◆ Task
Reproduce each of the following records verbatim, preserving every line as it appears.
— START Exercise data —
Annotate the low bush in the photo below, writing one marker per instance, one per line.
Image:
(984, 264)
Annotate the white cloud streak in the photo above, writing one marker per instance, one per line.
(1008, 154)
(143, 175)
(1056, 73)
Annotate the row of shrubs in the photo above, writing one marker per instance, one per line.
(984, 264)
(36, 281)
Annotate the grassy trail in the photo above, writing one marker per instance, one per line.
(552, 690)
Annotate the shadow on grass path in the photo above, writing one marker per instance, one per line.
— END Exercise data —
◆ Right answer
Annotate the low bush in the photo below, writing one marker per instance, one per line.
Image:
(984, 264)
Annotate the white cloud streak in the photo above, writing one marker per instance, one per line.
(1008, 154)
(143, 175)
(1056, 73)
Annotate the row of shrubs in the photo above, writing one marker per instance, one per line.
(984, 264)
(36, 281)
Annotate the grassy trail in the photo above, writing one marker per instance, one per line.
(552, 690)
Annotate the shadow on grass path in the photo above, writing one marker per instance, one per line.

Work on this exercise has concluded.